Mr. Cramer, again thanks for all your replies.

My company installs your generators for a retailer. We have installed a number of the Generacs and currently there has been no problems to date.

However, I did have some trouble with your tech support. When contacted and I advised I needed some info on a residential install, I was referred back to the dealer. This didn't make any sense. The dealer doesn't know how to install the units. I hope you can change that part of your support.


----------



## tkb

bcramer said:


> I would have the serial number in my files if I was out servicing a unit.
> 
> Generac units have two wire start capability and those that go through training learn this.
> 
> Not sure what your challenge is with setting up temp units and why are you asking the switch to cycle between generator and utility during an outage?


Bob, thanks for joining the discussion.

The HTS switch does not accept a two wire start signal and only communicates with the H panel via a data cable. This is a problem if the generator fails and you need to bring in a roll up temp generator.

Only the GTS switch accepts a two wire start and does not communicate with the H panel.

I saw a design of a board for an HTS switch that had an additional relay for two wire start but was told that is not available and was abandoned because the engineering dept could not get it to work.

If the HTS switch has two wire start capabilities then it is news to me.
We are the training center for Generac for New England.


----------



## nrp3

Even though we are having some troubles with a couple of portables I would still like to get down to Mass for some classes when time and money permit. Maybe the portables and most likely the aircooled class.


----------



## jwjrw

bcramer said:


> Those are configured units that I seen in the pictures you posted which are run through our industrial side of the business. There is a difference in the construction of those and the Home Standby units we are talking about, just like a receptacle in a hospital versus one install in a home. The specifications are different because of the application.
> 
> By the way the installs look good.


 
Like I said the industrial units scream quality. I don't think the residential models do. I will be buying a genset for my house this year and will shop all the major brands generac included. However the Generac models I've seen on the residential side have not screamed quality like the industrial ones I've installed. Until I see the other major manufactures units in the same size I will keep an open mind.

◇ ◇ ◇ ◇ ◇

> _Required tasks_:
(a) Write out the Generac thread between "Like I said" and "an open mind.", inclusive.
(b) List every forum username that appears in the Generac thread.
Work only from the Generac thread, using no outside knowledge.

(Saved entries)
◇ ◇ ◇ ◇ ◇

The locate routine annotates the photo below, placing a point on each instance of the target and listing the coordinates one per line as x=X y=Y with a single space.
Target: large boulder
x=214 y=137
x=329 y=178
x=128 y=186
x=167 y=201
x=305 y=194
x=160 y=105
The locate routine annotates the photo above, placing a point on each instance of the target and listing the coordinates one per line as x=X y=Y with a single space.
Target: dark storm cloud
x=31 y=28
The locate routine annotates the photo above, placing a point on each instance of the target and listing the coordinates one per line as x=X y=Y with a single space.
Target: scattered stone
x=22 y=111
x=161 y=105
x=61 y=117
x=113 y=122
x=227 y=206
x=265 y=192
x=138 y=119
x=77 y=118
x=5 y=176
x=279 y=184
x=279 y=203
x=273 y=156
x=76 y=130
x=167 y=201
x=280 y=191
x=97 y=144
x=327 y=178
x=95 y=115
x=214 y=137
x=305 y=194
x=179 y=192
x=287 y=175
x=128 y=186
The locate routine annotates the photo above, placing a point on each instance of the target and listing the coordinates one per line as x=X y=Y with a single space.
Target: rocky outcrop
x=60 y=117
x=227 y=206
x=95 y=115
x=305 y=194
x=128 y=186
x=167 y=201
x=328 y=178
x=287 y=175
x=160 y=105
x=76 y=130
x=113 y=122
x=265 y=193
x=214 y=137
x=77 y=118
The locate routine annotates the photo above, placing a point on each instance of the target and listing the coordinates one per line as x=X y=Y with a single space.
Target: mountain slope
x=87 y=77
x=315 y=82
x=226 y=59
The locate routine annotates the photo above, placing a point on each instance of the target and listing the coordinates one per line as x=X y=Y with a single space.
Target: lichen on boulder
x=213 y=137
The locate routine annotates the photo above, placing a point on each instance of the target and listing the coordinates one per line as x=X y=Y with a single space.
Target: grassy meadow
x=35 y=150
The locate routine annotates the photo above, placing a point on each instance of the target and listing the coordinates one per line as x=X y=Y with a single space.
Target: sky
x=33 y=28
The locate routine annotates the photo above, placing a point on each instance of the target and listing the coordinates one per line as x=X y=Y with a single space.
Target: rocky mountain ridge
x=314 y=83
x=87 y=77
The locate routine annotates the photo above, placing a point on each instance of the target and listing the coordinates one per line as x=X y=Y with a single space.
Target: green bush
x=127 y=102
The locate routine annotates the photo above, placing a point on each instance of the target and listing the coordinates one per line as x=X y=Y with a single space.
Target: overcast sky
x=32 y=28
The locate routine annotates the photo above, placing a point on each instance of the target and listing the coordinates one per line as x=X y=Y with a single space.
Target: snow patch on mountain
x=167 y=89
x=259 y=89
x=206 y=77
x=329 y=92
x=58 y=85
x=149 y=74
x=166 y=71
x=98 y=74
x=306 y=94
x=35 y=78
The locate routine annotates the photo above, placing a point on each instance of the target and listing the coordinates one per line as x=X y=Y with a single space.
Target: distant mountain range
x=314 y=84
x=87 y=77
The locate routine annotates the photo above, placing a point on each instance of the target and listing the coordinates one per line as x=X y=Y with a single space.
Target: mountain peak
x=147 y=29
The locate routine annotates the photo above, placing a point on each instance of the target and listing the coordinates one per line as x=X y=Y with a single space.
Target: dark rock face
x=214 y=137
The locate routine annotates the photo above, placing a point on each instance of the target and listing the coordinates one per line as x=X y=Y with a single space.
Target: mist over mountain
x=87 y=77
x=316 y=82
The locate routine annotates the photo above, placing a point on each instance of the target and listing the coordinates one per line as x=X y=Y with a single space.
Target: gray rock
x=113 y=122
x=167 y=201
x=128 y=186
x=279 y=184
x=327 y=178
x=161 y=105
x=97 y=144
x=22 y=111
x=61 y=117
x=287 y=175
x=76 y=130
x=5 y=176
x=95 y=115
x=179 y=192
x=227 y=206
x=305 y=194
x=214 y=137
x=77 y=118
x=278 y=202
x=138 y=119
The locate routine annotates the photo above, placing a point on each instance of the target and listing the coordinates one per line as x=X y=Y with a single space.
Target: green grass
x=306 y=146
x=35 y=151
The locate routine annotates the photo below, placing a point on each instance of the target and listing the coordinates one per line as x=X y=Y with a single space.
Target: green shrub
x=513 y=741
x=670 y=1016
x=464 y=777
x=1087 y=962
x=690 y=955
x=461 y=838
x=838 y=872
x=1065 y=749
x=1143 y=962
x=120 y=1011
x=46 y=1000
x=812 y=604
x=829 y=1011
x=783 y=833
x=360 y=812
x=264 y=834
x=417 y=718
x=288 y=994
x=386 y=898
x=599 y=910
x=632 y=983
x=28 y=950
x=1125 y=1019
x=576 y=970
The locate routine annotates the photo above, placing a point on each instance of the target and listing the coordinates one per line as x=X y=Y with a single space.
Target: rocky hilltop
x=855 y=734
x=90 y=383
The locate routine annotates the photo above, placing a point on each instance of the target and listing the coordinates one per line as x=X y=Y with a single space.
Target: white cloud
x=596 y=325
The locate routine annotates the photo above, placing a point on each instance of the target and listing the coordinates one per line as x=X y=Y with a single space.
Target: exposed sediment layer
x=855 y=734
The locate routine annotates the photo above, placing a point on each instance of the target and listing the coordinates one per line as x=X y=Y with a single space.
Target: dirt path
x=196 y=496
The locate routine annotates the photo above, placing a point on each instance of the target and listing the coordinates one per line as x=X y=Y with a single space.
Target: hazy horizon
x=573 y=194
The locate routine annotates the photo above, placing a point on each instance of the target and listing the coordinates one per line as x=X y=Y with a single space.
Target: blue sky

◇ ◇ ◇ ◇ ◇

> _Numbered responses_:
(a)
Like I said the industrial units scream quality. I don't think the residential models do. I will be buying a genset for my house this year and will shop all the major brands generac included. However the Generac models I've seen on the residential side have not screamed quality like the industrial ones I've installed. Until I see the other major manufactures units in the same size I will keep an open mind.

(b)
tkb
bcramer
nrp3
jwjrw